AUPA E dentro das ações que já promovidas pelo IPÊ há alguma política pública que vocês já conseguiram emplacar?

AT  Há várias que a gente, na verdade, está ajudando para que aconteçam. Por exemplo, todos os anos de pesquisa do IPÊ no Pontal do Paranapanema, o projeto de restauração florestal com Movimento dos Sem-Terra ou mesmo com as espécies de lá, como é o caso do mico-leão preto. Todas essas informações facilitaram o processo de criação da ação ecológica mico-leão preto [o nome do projeto é Programa de Conservação do Mico Leão Preto, iniciado em 1984]. Hoje a gente está muito envolvido nessa questão também das antas do pantanal, porque a anta é um grande mamífero terrestre, enorme dispersor de sementes [por isso ela é considerada a jardineira da floresta]. Mas a anta é uma espécie que está sofrendo muito com atropelamento. Então, hoje a gente tem conversação com o Ministério Público sobre de que maneira a conseguimos evitar isso. Porque é preciso pensar num planejamento melhor para as estradas, em túneis de passagem. Ou seja, estamos o tempo todo tentando usar as informações, que a gente produz através de pesquisa, para de alguma maneira tentar mudar uma situação que não é ideal.

————

● **Perguntas a responder**:
**A)** Na entrevista sobre o IPÊ, por que a anta é considerada a jardineira da floresta?
**B)** Prossiga a entrevista sobre o IPÊ a partir da última frase apresentada.

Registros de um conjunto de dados
————

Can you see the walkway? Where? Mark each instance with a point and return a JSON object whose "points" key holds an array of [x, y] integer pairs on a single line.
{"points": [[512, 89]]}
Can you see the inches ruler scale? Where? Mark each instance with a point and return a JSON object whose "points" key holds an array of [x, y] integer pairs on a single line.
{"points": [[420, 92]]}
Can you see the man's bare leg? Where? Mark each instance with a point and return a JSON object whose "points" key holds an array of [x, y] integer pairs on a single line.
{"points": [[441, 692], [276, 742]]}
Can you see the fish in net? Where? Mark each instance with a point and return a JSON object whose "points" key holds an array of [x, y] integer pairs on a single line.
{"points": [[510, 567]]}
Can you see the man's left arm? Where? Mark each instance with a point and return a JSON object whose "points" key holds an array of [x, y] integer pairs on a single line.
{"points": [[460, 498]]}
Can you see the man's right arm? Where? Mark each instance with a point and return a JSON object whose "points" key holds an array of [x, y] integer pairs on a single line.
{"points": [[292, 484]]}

————

● **Respostas por item**:
**A)** Por ser um enorme dispersor de sementes.

**B)**
AUPA É correto, então, afirmar que o IPÊ também é um think tank, um centro de pesquisa totalmente voltado para essas questões da sociedade mesmo…?

AT Realmente, era o nosso sonho. O plano é usar as ideias daqui, que são de vanguarda, muitas vezes, porque é um centro de pesquisa em conservação da biodiversidade. Queremos que, de alguma maneira, isso possa gerar frutos na sociedade, levar à reflexão, à mudança das práticas e a implementação de novas ideias, estratégias e ações.

AUPA Vocês acabam se diferenciando, porque as pessoas têm muita distancia com relação à pesquisa.   E vocês fazem muita questão desse diálogo, de mostrar para as pessoas que a pesquisa também está no nosso dia a dia.

AT É porque não acreditamos em pesquisa que vai ficar na prateleira. O nosso lema também foi pesquisa-ação, então aqui a ideia não é produzir um estudo ou um levantamento que vai ser levado para um órgão para que outro faça a ação.  Você levou o diagnóstico e alguém vai fazer a sua ação. Não! Qual é a questão? Qual é o desafio e de que maneira eu posso atuar para inibir este desafio ou para vencer este desafio?

O nosso lema também foi pesquisa-ação, então aqui a ideia não é produzir um estudo ou um levantamento que vai ser levado para um órgão para que outro faça a ação.

AUPA Você bem lembrou a questão de Nazaré Paulista, que é uma cidade estratégica para o estado de São Paulo por conta do sistema Cantareira de represas. Há toda a questão da água e que é um problema para o estado nos últimos anos. Qual é o impacto que você consegue perceber do antes e do depois do IPÊ aí na região?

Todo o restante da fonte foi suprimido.